## Work request
Across the entries below, count the lines in which the word "neck" occurs. Reply with the count alone.

──────── Supplied entries ────────

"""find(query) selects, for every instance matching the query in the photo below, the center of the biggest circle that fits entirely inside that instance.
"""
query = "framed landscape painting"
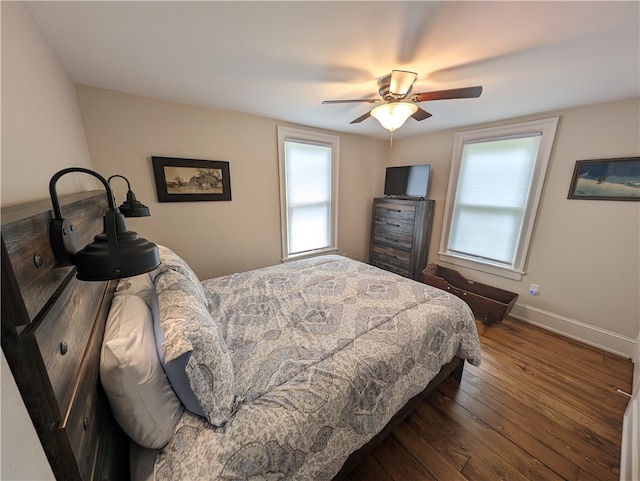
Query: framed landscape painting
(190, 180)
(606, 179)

────────
──────── Supplied entries ────────

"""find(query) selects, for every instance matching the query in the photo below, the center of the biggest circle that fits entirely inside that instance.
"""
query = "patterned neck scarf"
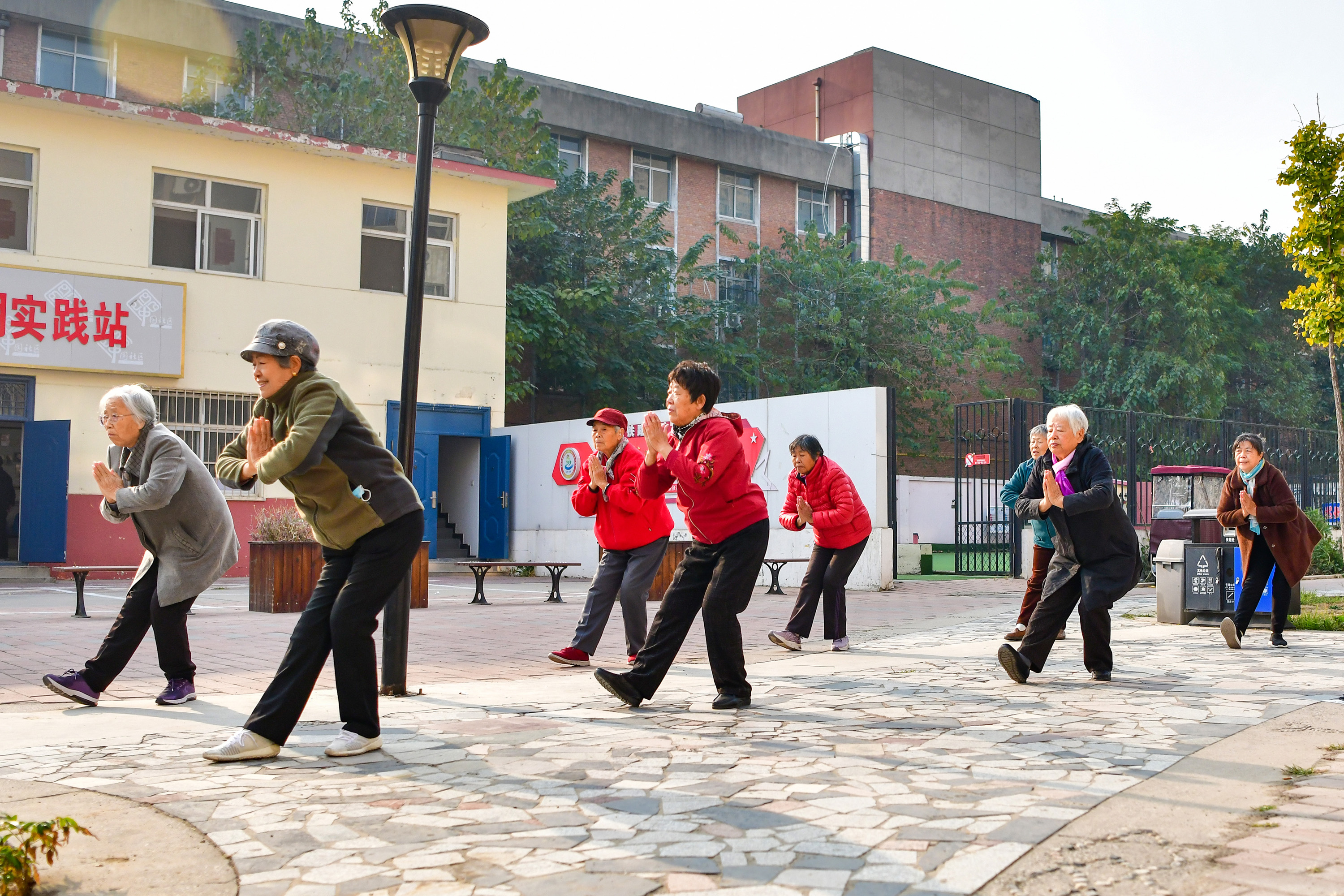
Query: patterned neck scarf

────────
──────── Supplied entries ────────

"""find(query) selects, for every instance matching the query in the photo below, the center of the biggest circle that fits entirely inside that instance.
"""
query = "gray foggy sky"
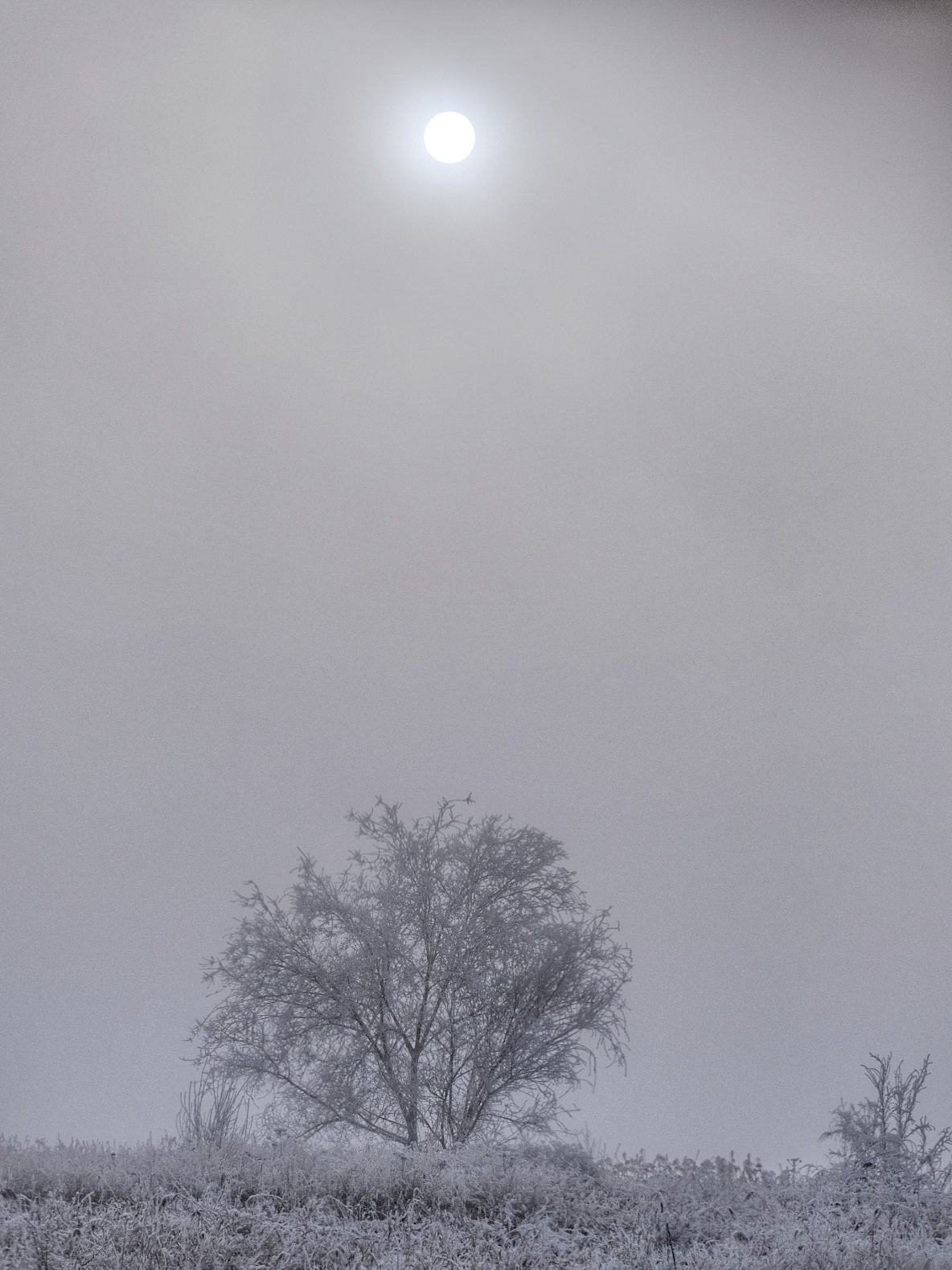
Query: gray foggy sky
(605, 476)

────────

## Answer box
2